Named-object pointing records
---*---
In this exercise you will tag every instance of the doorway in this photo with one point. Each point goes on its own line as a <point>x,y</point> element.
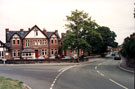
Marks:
<point>36,53</point>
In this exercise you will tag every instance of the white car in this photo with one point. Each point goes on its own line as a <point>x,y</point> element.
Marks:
<point>52,57</point>
<point>66,57</point>
<point>41,57</point>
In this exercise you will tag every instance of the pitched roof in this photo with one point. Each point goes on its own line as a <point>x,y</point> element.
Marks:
<point>25,33</point>
<point>49,34</point>
<point>8,45</point>
<point>11,33</point>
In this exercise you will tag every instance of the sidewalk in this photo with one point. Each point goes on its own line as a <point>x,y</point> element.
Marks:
<point>124,66</point>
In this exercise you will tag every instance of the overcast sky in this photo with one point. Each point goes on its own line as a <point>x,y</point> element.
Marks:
<point>51,14</point>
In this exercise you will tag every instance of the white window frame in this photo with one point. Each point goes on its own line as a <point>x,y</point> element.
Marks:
<point>18,41</point>
<point>14,53</point>
<point>13,41</point>
<point>44,42</point>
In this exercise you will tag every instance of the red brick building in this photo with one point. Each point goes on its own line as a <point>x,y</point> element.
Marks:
<point>33,43</point>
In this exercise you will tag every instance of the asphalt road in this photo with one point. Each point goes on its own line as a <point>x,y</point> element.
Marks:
<point>101,74</point>
<point>35,76</point>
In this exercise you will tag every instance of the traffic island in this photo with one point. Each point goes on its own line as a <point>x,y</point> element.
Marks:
<point>8,83</point>
<point>123,65</point>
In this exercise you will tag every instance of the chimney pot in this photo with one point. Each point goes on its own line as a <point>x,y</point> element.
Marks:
<point>7,30</point>
<point>62,35</point>
<point>56,31</point>
<point>44,30</point>
<point>21,30</point>
<point>28,29</point>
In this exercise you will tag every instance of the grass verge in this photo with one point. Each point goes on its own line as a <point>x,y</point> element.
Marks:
<point>7,83</point>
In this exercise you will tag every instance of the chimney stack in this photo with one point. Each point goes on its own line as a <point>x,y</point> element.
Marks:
<point>28,29</point>
<point>21,30</point>
<point>56,31</point>
<point>44,30</point>
<point>7,30</point>
<point>62,35</point>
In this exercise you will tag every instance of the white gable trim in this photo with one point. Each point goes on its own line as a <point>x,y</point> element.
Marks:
<point>54,35</point>
<point>32,34</point>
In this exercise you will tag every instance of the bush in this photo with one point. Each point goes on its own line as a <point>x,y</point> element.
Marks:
<point>128,51</point>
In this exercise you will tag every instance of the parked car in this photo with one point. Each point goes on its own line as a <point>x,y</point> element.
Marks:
<point>113,54</point>
<point>41,57</point>
<point>52,57</point>
<point>117,57</point>
<point>66,57</point>
<point>57,56</point>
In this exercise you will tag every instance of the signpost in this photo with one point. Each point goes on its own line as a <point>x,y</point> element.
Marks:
<point>4,61</point>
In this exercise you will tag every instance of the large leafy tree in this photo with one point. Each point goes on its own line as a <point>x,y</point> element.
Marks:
<point>85,34</point>
<point>75,39</point>
<point>108,37</point>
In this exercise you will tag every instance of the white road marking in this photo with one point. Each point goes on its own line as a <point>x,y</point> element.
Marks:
<point>100,73</point>
<point>118,84</point>
<point>95,67</point>
<point>61,71</point>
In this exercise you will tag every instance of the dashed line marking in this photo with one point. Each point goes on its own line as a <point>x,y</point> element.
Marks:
<point>118,84</point>
<point>61,71</point>
<point>95,67</point>
<point>100,73</point>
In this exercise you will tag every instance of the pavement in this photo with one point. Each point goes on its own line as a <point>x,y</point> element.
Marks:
<point>124,66</point>
<point>98,73</point>
<point>101,74</point>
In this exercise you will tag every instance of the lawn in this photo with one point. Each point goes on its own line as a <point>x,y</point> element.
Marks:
<point>7,83</point>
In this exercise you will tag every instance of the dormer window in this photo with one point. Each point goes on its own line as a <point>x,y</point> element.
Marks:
<point>36,32</point>
<point>13,41</point>
<point>18,41</point>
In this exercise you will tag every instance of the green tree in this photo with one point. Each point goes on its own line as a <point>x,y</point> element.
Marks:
<point>74,38</point>
<point>108,37</point>
<point>128,50</point>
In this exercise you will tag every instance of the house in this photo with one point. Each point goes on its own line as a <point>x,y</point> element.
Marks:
<point>33,43</point>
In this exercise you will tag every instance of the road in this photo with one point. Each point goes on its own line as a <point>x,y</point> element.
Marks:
<point>101,74</point>
<point>35,76</point>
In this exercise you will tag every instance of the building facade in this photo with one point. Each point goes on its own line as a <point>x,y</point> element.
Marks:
<point>33,43</point>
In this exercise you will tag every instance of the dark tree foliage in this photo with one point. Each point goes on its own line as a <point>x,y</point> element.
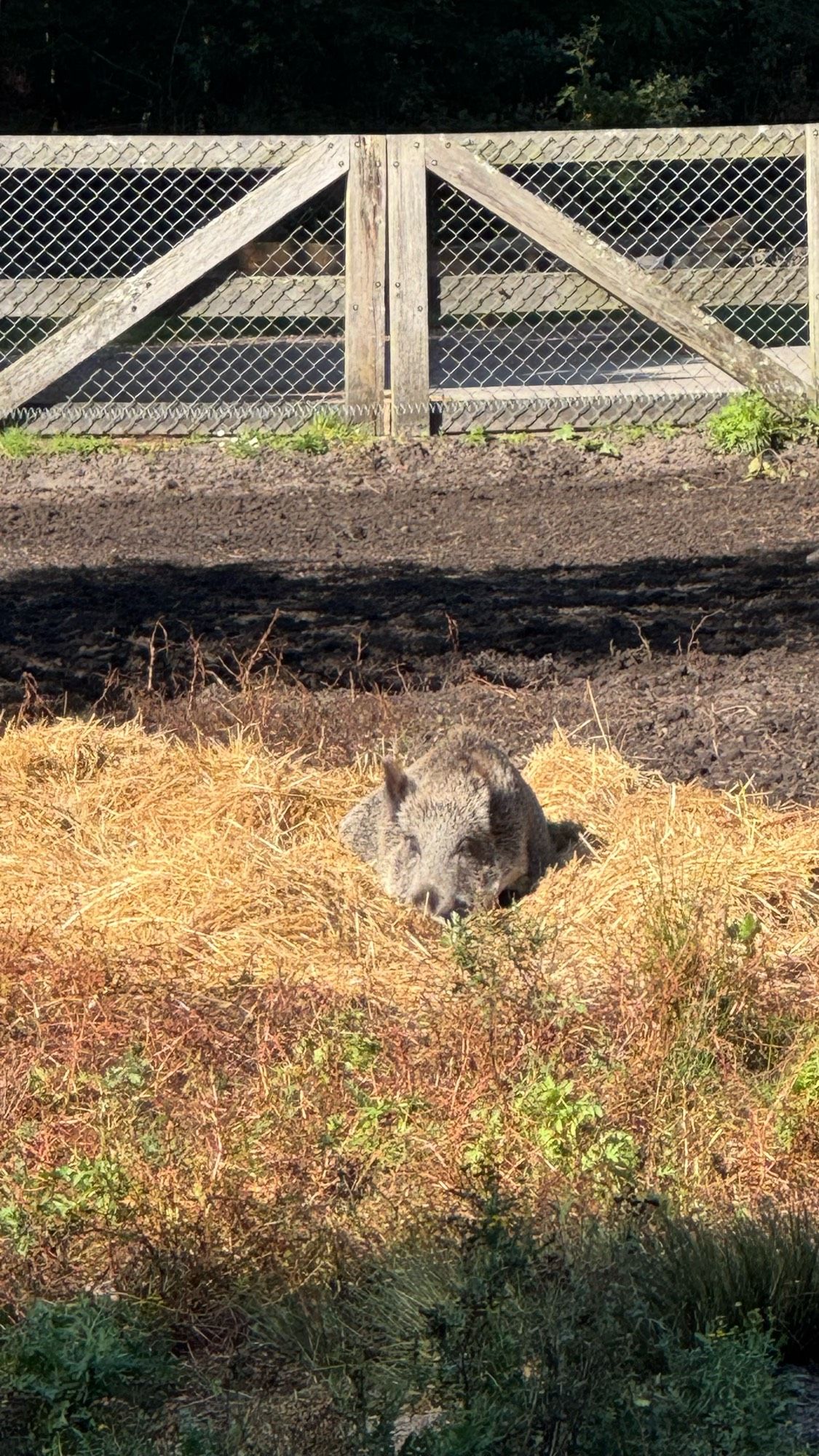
---*---
Please gather every line of the records above that contains the string "signpost", treating case as significant.

▶ IN RESPONSE:
In this exercise you will tag every instance of the signpost in this photo with one point. Each point goes on its own line as a <point>x,y</point> element.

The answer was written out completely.